Give the entries again exactly, every one of them.

___ EXTRACTED ENTRIES ___

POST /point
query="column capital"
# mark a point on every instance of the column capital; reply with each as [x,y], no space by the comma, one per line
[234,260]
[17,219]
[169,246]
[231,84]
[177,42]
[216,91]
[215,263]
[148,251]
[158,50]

___

> [WRITTEN SOLUTION]
POST /point
query="column capital"
# mark a point on every instance of the column capital; reply with each as [x,y], no space by the comma, one per line
[234,260]
[17,219]
[169,246]
[231,84]
[177,42]
[216,91]
[215,263]
[148,251]
[158,50]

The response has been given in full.